(Entries from a pointing dataset)
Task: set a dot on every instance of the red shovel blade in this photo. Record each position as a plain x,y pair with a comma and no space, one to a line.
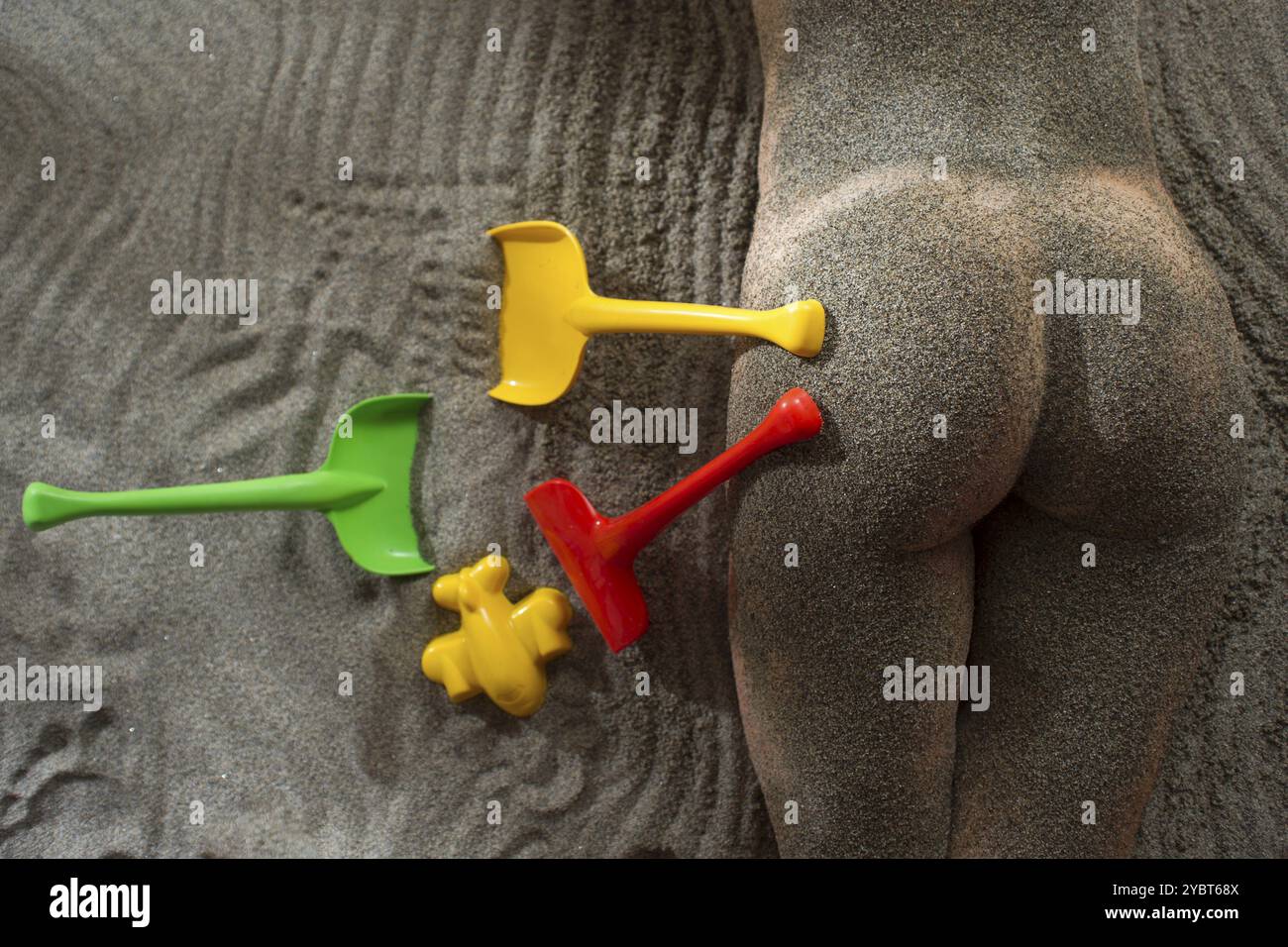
605,583
597,552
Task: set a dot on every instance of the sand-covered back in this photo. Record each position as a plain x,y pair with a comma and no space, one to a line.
222,682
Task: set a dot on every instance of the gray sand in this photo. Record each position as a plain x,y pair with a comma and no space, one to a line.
1095,432
222,681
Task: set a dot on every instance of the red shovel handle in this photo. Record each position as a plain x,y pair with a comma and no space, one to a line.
794,418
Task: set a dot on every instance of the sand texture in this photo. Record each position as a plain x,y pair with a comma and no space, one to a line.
222,682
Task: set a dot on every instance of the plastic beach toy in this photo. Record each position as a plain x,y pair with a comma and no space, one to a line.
364,487
500,648
597,552
548,313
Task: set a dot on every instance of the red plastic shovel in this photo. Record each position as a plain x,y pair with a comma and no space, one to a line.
597,552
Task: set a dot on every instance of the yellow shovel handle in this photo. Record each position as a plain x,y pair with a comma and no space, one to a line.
797,326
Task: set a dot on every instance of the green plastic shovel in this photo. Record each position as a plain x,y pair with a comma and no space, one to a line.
364,487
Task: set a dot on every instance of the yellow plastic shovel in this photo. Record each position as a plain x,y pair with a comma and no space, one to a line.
549,311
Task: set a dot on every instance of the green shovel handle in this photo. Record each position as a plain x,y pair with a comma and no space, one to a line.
44,506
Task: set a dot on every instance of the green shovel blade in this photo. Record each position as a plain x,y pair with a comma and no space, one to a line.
364,487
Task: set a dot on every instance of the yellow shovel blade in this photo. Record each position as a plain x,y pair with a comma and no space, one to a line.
545,274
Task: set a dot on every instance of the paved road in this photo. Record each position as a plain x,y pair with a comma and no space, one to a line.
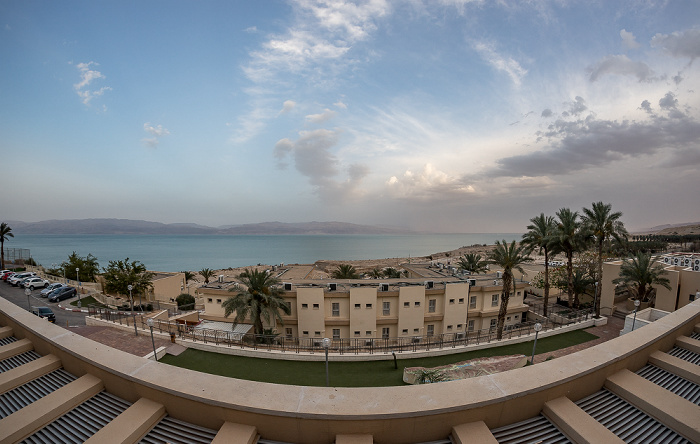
64,318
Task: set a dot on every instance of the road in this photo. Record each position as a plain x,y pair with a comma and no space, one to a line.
64,318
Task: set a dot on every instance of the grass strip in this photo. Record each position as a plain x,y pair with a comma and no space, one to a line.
350,374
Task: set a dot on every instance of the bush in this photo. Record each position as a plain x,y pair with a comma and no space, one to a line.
185,302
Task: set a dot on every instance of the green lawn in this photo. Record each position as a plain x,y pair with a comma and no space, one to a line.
350,374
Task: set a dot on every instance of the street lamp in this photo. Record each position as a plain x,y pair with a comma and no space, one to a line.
77,278
149,321
538,328
326,344
133,316
636,307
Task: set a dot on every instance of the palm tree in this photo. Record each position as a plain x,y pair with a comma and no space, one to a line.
568,237
5,234
509,257
603,225
538,238
206,274
261,299
345,271
473,263
640,274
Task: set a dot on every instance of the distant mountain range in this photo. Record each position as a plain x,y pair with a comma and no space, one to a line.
126,226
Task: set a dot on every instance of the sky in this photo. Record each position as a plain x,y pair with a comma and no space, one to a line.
433,115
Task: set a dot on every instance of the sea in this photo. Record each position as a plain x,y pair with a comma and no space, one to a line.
195,252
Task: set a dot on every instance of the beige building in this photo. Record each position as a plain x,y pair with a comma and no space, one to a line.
682,270
415,307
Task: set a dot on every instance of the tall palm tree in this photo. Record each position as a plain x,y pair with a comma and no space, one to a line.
5,234
568,237
345,271
639,274
261,299
603,225
538,238
509,257
472,263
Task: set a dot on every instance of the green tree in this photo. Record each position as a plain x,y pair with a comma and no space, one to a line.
87,266
185,301
603,224
206,274
639,274
262,299
5,234
569,237
118,275
509,257
472,263
345,271
538,238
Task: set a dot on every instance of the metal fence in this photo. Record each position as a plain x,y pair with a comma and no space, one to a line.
338,345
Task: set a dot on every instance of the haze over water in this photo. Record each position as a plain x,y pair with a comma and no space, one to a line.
194,252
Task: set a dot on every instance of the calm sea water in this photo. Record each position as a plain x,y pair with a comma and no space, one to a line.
176,253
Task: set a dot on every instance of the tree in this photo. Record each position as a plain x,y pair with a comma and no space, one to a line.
345,271
118,275
472,263
5,234
262,299
509,257
603,224
206,274
639,274
568,237
87,266
538,238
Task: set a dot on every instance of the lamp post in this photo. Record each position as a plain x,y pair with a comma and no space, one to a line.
77,278
326,344
538,328
133,316
149,321
636,307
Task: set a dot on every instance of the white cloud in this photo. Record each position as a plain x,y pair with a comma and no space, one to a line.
628,40
506,64
87,76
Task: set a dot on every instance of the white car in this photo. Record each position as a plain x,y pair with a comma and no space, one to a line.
34,282
46,291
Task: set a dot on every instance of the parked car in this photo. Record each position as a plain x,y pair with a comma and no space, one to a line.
46,291
34,282
44,312
16,279
62,293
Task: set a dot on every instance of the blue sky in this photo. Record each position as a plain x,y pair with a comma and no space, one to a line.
448,116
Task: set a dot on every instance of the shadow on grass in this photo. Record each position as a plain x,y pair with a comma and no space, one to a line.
350,374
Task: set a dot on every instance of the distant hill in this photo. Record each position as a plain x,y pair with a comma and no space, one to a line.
127,226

● Work to do:
Make an exact copy of all the material, but keep the pictures out of it.

● Task response:
Task: set a dot on every instance of the red shovel blade in this photo. Record each position as a plain x,y pair with a comma and no space, one to a line.
605,583
597,552
Task: set a dot on every instance of the sand-covered back in this photo. Record each position as a plain x,y pair with a comma and no space, one to a line.
222,682
Task: set a dot on every instance of the gray sand in this photo. Record each position as a plain x,y pair with a comma and no space, one to a line.
1095,432
222,681
Task: set a dot on every instance of the red shovel handle in this photo. Record each position as a plain x,y pair with a comma and no space, one to a line.
794,418
Task: set a dot on every instance of the sand texture in this photo. Record each position as a plain x,y pair with a comma and no space, one to a line.
222,682
Task: set a dot on every instance of the plastic beach toy in this photo. Record each position as a plain x,y pair with a comma and no space, one to a line.
364,487
500,648
597,552
548,313
Task: set a dot on every instance of the red plastic shovel in this photo. Record each position as a plain x,y pair with a comma and no space, one to a line.
597,552
Task: set a dot on every instance of the yellow shovel handle in this photo. Record each position as a plain x,y pair with a comma and no space, one to a line.
797,326
Task: set a dot on every instance of the green plastic shovel in this photo. Record each position as a plain x,y pair with a comma and no space, one to a line.
364,487
Task: set a dot on every instance of the yellow plastic shovel in this photo. Record each position as a plain x,y pair with a comma and no space, one to a line.
549,311
Task: set a dot on every instance of the green shovel handle in this photo. Record each position as a plain x,y pair with a comma and no space, one to a line.
44,506
Task: set a dot on every instance of the green shovel blade in this photo. Record each position as a plain x,y pair with a comma and no space, one to a line.
364,487
Task: set a dot on every instance of the yellow shovel blade in this photo. Record each position as a plain x,y pair with a comma and no space, one to a line.
545,274
Task: set a dot on every instance of the paved road in this photo. Record each position as a plain x,y pair with a comma and no space, one to a line.
64,318
Task: set a dot on every instance of the road in this photo. Record each position as a plain x,y pair with a comma and no space, one to a line.
64,318
Task: set a dot on every instance of the grass strip in this photo. Record each position as a plain x,y pair with a comma and no space, one to a line.
350,374
Task: set a dot on every instance of the bush in this photo. Record each position as a plain x,y pair with a comma and no space, one to a line.
185,302
Task: set a dot on every instance of the green lawn in this photo. Record each position as a plain x,y pair with a comma and no space, one to a line.
350,374
Task: set a dot on every instance of the street lamp in this photo. Record each position as a plain x,y pair with a comma and no space, one to a line.
77,278
149,321
538,328
326,344
133,316
636,307
Task: set a dot on every instance of the palm tree in this photo. Record each position as a plain x,y pair with a comma and no space, one to a line.
568,237
5,234
509,257
603,225
538,238
206,274
261,299
345,271
473,263
640,274
Task: set a dot on every instance of the distant mountain range in this photo. Record each position as a plain x,y pair with a comma and no space, one to a line.
126,226
Task: set a dot on every instance of the sky in this photo. Record each position as a plain x,y pair with a comma and no space, one to a line.
433,115
Task: set a dot on every instance of the sea in this photo. Record each position as a plain x,y pair with a comma and no space, one to a line.
195,252
Task: set a dot on every instance of the beige building in this photo. Record each position as a plain x,y pair with a comma and no space, one to a line.
682,270
415,307
Task: set a dot on every instance of the tall palm tree in this photo. Record each position as a plain x,y pair with a comma and no space, one to a line.
5,234
568,237
345,271
639,274
261,299
603,225
538,238
509,257
472,263
Task: set a dot on every instance of the green tree in this photo. Record each position as a plain x,y pair with a comma and no space, one to a line.
87,266
185,301
603,224
206,274
639,274
262,299
5,234
569,237
118,275
509,257
472,263
345,271
538,238
Task: set a dot on every instance of the metal fence in this photo. Record each position as a plain x,y pair with a comma and no space, one to a line.
338,345
Task: set a dot on every instance of the haze over water in this photo. Record each position as a plain x,y pair with a comma and no space, one to a line.
194,252
Task: set a dot on every instance of the calm sea water in this photo. Record each position as a plain x,y pair with a comma and no space, one to a line.
176,253
Task: set a dot on every instance of the tree in this photo. Record each position as a plain x,y pair with a comma and no space, one to a line.
345,271
118,275
472,263
5,234
262,299
509,257
603,224
206,274
639,274
568,237
87,266
538,238
Task: set a dot on every instance of the lamp post in this photo. Record each position as a plain x,y pair with a comma and no space, one to a line.
77,278
326,344
538,328
133,316
149,321
636,307
Task: set a dot on every instance of the white cloud in this photo. Record each position as a plain x,y pair with a comma and no space, one to a line.
628,40
506,64
87,76
Task: set a dot on every instance of the white car in this photo. Record each position as a plain x,y pair with a comma and no space, one to a line.
34,282
46,291
Task: set a dot on every instance of the parked car in this photo. Record each position as a plain x,y pair with a comma and no space, one to a line.
46,291
34,282
44,312
16,279
62,293
Task: set a dot on every instance of the blue sky in this photo. Record each position as a plain x,y pair with a comma and no space, one to a line.
448,116
Task: set a dot on every instance of the shadow on grass in this photo. Record each position as a plain x,y pair with a comma and no space, one to a line.
350,374
Task: set a dot on every instance of the distant hill in this photo. Record each position as a plain x,y pair with a comma and no space, one to a line.
127,226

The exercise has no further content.